» **Given text**:
================
2000-04-20 Thread Jon Cryer

I thought everone knew there was a difference in Anatomy between male
and female professors! ;)

At 12:19 PM 4/20/00 +0100, you wrote:
dennis roberts wrote:
 
 At 10:32 AM 4/17/00 -0300, Robert Dawson wrote:
 
  There's a chapter in J. Utts' mostly wonderful but flawed low-math
intro
 text "Seeing Through Statistics", in which she does much the same. She
 presents a case study based on some of her own work in which she looked at
 the question of gender discrimination in pay at her own university, and
 fails to reject the null hypothesis [no systemic difference in pay between
 male and female faculty]. She heads the example "Important, but not
 significant, differences in salaries"; comments (_perhaps_ technically
 correctly but misleadingly) that "a statistically naive reader could
 conclude that there is no problem" and in closing states:
 
 the flaw here is that ... she has population data i presume ... or about as
 close as one can come to it ... within the institution ... via the budget
 or comptroller's office ... THE salary data are known ... so, whatever
 differences are found ... DEMS are it!
================
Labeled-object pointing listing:

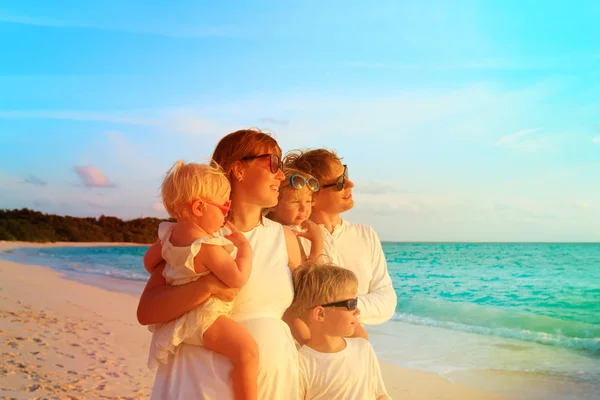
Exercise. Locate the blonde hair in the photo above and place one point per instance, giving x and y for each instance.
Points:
(316, 284)
(315, 162)
(186, 182)
(285, 184)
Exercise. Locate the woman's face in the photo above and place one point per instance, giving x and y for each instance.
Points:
(258, 185)
(331, 201)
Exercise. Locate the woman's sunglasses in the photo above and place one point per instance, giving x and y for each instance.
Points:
(275, 161)
(223, 207)
(350, 304)
(298, 182)
(340, 182)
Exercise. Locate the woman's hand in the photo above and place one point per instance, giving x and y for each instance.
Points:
(236, 237)
(310, 231)
(221, 290)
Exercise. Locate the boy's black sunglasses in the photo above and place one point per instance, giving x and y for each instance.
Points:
(350, 304)
(340, 182)
(275, 162)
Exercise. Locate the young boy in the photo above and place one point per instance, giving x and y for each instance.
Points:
(333, 366)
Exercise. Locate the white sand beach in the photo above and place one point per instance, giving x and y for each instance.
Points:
(65, 339)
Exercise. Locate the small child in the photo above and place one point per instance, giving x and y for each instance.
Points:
(332, 365)
(294, 208)
(197, 195)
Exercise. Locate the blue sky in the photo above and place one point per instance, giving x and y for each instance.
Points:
(460, 121)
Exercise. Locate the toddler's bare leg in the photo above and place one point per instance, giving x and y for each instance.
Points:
(231, 339)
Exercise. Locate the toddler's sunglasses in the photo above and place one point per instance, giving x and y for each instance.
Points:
(350, 304)
(340, 182)
(298, 182)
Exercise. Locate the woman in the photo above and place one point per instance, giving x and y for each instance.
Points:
(352, 246)
(252, 161)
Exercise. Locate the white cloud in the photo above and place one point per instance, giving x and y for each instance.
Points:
(159, 208)
(581, 205)
(115, 117)
(34, 180)
(160, 28)
(514, 138)
(91, 177)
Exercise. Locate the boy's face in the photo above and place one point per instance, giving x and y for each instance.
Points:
(294, 207)
(339, 321)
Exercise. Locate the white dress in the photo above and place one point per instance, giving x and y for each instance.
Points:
(194, 372)
(179, 270)
(357, 247)
(350, 374)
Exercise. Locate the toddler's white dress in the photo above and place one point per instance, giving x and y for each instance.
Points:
(190, 327)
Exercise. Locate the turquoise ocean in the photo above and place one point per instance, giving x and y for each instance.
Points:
(527, 314)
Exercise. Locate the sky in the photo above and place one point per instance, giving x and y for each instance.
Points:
(460, 121)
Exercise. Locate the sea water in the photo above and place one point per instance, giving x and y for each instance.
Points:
(507, 307)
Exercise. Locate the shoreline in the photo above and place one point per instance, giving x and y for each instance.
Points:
(67, 337)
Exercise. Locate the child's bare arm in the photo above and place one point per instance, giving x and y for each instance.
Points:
(153, 256)
(233, 273)
(293, 248)
(313, 233)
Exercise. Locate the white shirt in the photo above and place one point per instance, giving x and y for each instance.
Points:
(357, 247)
(350, 374)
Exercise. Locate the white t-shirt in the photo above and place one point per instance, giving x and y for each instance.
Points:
(357, 247)
(350, 374)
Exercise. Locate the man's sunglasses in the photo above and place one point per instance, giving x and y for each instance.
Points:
(275, 161)
(223, 207)
(298, 182)
(340, 182)
(350, 304)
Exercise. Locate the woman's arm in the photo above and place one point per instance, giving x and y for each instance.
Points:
(293, 248)
(161, 302)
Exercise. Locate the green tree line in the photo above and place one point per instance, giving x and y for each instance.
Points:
(34, 226)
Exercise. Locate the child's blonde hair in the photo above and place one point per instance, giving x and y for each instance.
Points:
(316, 284)
(286, 187)
(187, 182)
(317, 162)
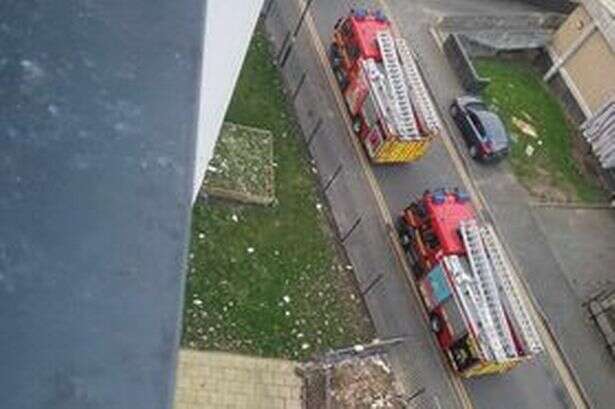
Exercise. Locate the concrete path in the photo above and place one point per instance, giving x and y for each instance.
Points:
(217, 380)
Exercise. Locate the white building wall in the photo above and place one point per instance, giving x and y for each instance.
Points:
(228, 28)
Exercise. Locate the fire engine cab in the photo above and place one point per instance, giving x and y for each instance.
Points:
(467, 285)
(391, 110)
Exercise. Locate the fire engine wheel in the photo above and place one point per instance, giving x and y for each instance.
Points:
(341, 78)
(453, 110)
(473, 152)
(334, 55)
(435, 323)
(356, 124)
================
» **Objective A**: Reproduce the email thread word for word, from start to finish.
» **Objective B**: Express part of the listing as a JSON list of strings with one string per line and no blank lines. Begin at the line in the listing that has "Exercise. Locate the fire engine wheel" and stop after the last line of the listing.

» **Correct answer A**:
2000-04-20 Thread Jon Cryer

I thought everone knew there was a difference in Anatomy between male
and female professors! ;)

At 12:19 PM 4/20/00 +0100, you wrote:
dennis roberts wrote:
 
 At 10:32 AM 4/17/00 -0300, Robert Dawson wrote:
 
  There's a chapter in J. Utts' mostly wonderful but flawed low-math
intro
 text "Seeing Through Statistics", in which she does much the same. She
 presents a case study based on some of her own work in which she looked at
 the question of gender discrimination in pay at her own university, and
 fails to reject the null hypothesis [no systemic difference in pay between
 male and female faculty]. She heads the example "Important, but not
 significant, differences in salaries"; comments (_perhaps_ technically
 correctly but misleadingly) that "a statistically naive reader could
 conclude that there is no problem" and in closing states:
 
 the flaw here is that ... she has population data i presume ... or about as
 close as one can come to it ... within the institution ... via the budget
 or comptroller's office ... THE salary data are known ... so, whatever
 differences are found ... DEMS are it!

» **Correct answer B**:
[
  "Exercise. Locate the fire engine wheel in the photo above and place one point per instance, giving x and y for each instance.",
  "Points:",
  "(341, 78)",
  "(453, 110)",
  "(473, 152)",
  "(334, 55)",
  "(435, 323)",
  "(356, 124)"
]